## TASK INSTRUCTIONS:
Output nothing but the lines from the line with "Examine the image and enumerate every stone" through the end of the listing below, both ends included.

## MATERIAL TO PROCESS:
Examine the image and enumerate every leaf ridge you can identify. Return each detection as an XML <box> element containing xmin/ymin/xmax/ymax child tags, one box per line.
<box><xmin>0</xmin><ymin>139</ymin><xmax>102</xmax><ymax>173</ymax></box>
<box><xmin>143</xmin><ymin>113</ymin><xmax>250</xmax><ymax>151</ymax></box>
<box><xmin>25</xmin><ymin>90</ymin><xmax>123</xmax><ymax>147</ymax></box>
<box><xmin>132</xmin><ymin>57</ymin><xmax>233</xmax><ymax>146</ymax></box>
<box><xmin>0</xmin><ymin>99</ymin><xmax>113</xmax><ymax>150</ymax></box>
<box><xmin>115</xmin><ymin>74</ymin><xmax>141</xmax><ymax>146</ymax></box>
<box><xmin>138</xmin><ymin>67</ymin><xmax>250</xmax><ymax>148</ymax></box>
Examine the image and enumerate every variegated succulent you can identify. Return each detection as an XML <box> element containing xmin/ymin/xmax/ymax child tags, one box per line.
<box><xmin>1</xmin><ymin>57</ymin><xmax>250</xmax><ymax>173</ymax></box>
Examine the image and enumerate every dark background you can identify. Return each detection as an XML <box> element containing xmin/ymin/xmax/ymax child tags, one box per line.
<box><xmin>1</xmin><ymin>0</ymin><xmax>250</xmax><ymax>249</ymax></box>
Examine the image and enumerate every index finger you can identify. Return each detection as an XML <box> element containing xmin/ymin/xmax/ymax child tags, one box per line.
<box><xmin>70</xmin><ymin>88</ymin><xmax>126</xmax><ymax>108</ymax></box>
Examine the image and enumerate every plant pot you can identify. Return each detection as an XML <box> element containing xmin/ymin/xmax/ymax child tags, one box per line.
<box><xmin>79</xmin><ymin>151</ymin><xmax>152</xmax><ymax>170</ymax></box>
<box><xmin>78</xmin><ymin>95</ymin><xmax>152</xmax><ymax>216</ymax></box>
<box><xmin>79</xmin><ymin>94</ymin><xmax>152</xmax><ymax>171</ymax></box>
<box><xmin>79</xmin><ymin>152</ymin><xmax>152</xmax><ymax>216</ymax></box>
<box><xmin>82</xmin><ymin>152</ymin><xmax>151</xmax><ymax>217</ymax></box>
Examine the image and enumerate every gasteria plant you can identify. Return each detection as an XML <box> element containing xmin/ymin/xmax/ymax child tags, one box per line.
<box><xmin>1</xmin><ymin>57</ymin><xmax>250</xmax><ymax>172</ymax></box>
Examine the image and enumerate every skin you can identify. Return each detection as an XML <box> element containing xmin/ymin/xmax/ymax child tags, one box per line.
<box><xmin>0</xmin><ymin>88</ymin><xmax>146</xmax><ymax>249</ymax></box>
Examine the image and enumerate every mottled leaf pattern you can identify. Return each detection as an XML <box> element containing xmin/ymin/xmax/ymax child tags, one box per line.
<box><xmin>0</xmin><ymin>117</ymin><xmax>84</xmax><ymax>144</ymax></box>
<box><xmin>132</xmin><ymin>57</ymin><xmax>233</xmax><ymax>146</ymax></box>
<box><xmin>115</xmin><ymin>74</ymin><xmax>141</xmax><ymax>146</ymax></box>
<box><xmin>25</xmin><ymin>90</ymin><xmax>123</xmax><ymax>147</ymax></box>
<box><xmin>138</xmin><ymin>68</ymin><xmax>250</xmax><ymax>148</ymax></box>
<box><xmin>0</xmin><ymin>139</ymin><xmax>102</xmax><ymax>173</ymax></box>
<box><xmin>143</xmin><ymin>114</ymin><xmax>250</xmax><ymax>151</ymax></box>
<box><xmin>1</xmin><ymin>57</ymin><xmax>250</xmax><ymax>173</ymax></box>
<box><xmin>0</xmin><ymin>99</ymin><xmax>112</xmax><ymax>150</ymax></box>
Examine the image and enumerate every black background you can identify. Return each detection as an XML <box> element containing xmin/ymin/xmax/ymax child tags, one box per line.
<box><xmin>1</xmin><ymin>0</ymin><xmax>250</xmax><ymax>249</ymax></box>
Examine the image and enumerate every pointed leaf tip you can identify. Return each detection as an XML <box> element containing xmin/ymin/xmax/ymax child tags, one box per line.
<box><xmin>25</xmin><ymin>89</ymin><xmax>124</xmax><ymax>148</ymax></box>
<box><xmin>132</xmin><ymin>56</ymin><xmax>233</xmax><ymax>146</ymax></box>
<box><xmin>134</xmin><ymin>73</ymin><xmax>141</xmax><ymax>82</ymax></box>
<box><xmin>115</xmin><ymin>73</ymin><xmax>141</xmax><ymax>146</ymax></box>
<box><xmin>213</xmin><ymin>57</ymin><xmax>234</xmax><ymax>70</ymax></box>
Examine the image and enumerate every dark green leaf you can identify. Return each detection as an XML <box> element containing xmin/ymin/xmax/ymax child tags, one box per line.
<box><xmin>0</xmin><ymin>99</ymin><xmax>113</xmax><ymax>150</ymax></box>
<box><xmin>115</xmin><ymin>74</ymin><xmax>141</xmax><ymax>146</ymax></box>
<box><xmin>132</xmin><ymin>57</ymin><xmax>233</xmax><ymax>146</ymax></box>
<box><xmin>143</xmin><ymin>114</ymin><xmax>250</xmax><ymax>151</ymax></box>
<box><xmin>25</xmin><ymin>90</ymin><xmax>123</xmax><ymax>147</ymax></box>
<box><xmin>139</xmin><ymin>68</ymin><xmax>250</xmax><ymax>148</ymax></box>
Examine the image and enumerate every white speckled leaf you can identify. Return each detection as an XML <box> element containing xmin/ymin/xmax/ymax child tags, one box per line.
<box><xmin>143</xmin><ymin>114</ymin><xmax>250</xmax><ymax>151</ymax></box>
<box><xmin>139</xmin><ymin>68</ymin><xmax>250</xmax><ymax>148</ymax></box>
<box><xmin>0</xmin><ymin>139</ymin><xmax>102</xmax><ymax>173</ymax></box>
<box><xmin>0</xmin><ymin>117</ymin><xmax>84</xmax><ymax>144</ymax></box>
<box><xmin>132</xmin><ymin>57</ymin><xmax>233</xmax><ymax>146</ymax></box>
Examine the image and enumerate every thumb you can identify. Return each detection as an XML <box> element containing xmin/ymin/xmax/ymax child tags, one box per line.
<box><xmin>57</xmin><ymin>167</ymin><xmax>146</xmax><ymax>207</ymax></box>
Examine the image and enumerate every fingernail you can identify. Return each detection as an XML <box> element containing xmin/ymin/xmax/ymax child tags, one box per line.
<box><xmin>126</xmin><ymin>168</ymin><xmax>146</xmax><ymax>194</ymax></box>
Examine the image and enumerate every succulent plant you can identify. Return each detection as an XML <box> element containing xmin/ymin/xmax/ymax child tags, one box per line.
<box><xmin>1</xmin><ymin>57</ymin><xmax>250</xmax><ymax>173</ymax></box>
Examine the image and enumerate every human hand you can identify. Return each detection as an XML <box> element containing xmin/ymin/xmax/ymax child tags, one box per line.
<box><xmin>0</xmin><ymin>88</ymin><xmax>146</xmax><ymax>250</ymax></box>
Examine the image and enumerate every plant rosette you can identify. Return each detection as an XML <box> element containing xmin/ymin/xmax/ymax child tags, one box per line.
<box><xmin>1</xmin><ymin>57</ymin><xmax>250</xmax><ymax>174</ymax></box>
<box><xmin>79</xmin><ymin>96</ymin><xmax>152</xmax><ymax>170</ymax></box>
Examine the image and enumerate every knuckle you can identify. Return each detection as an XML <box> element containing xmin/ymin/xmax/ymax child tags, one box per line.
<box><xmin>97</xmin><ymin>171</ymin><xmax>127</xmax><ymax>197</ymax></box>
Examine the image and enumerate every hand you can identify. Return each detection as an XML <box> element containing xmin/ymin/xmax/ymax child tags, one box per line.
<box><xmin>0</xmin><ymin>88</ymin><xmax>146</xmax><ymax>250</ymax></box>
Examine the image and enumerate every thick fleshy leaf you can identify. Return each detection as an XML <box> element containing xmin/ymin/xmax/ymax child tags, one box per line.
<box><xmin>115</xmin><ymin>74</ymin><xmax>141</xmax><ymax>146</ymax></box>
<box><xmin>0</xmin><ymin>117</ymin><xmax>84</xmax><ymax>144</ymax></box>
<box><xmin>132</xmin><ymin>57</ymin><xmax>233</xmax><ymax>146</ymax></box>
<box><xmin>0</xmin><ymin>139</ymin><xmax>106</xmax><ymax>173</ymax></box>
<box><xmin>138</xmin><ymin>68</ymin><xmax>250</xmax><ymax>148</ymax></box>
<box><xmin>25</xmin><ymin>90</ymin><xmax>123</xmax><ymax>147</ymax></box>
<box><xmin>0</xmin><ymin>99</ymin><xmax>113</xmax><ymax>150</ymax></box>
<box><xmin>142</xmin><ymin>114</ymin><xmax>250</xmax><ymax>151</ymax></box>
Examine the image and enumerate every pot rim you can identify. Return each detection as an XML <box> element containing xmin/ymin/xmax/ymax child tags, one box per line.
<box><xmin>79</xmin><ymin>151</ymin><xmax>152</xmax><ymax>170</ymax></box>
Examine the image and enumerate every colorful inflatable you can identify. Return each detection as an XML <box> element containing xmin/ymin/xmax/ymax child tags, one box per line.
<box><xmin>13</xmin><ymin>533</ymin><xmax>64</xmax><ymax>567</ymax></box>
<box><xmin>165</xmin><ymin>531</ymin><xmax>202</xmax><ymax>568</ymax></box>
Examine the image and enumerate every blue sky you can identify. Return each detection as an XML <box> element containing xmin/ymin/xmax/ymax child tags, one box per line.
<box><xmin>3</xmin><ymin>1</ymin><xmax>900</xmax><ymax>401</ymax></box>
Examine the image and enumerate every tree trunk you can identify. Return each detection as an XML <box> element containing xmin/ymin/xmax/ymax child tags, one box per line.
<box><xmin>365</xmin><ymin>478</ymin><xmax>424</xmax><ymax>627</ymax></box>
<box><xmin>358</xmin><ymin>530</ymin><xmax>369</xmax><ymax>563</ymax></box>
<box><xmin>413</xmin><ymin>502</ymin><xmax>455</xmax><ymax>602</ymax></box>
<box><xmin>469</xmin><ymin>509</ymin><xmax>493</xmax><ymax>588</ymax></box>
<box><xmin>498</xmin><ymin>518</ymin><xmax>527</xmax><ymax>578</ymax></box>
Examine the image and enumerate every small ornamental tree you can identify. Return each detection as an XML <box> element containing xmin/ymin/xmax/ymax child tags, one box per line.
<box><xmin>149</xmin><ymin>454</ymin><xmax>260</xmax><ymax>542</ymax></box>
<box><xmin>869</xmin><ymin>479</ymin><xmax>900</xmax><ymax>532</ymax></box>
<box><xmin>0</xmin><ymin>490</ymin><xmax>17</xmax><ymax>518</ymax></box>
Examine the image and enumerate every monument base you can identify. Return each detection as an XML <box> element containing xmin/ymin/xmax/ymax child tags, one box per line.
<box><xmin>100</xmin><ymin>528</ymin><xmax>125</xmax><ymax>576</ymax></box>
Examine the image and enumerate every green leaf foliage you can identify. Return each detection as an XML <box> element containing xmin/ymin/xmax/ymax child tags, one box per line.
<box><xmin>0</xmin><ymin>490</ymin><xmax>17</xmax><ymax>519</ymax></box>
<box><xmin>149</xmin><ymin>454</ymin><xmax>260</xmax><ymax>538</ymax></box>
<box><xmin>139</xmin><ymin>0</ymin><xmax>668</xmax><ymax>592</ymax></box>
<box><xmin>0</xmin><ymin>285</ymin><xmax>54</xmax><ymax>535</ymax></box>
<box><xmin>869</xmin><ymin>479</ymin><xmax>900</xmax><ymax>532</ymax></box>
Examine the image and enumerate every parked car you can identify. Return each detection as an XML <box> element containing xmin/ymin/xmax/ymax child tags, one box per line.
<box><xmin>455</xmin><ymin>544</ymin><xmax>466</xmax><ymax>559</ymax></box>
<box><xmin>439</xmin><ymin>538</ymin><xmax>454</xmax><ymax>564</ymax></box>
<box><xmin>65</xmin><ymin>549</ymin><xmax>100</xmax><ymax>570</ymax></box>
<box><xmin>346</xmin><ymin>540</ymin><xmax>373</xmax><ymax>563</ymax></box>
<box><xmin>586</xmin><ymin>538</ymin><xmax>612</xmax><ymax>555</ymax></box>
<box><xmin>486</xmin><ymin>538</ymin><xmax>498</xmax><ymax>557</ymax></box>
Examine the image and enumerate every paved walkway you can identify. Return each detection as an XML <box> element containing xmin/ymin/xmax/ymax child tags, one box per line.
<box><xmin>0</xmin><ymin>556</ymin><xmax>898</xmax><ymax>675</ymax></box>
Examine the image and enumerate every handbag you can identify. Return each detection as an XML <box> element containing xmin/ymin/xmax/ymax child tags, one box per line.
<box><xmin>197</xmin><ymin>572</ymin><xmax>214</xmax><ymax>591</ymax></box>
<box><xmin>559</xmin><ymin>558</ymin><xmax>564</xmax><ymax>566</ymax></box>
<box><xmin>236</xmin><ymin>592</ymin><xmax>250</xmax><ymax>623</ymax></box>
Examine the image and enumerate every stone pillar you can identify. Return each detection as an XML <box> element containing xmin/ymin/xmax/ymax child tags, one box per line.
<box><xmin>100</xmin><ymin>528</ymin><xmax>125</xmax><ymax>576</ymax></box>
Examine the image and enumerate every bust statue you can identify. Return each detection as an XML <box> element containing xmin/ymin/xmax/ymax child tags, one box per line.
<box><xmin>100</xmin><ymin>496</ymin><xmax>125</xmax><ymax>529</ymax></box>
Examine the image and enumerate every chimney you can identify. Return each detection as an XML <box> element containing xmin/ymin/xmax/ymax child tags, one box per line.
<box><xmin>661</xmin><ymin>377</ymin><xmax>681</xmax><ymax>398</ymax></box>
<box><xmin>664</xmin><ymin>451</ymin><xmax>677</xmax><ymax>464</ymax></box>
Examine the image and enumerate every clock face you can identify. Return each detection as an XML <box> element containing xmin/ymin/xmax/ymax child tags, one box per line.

## OUTPUT OF THE EXERCISE:
Examine the image and enumerate every stone pillar you can identify. Return each detection as an XML <box> element containing xmin/ymin/xmax/ymax child tags, one box per line.
<box><xmin>100</xmin><ymin>528</ymin><xmax>125</xmax><ymax>576</ymax></box>
Examine the image and enumerate every bust statue you can identify. Return each detection as an XML <box> element containing xmin/ymin/xmax/ymax child tags, one box per line.
<box><xmin>100</xmin><ymin>496</ymin><xmax>125</xmax><ymax>529</ymax></box>
Examine the image and enumerate every chimney you can identify. Return each detection as an XML <box> element containing xmin/ymin/xmax/ymax child tags, one box per line.
<box><xmin>661</xmin><ymin>377</ymin><xmax>681</xmax><ymax>398</ymax></box>
<box><xmin>664</xmin><ymin>451</ymin><xmax>677</xmax><ymax>464</ymax></box>
Examine the image and enumerate every clock face you can identify. Return each detection as an XML <box> element containing xmin/ymin/xmax/ymax child tags, one box per line.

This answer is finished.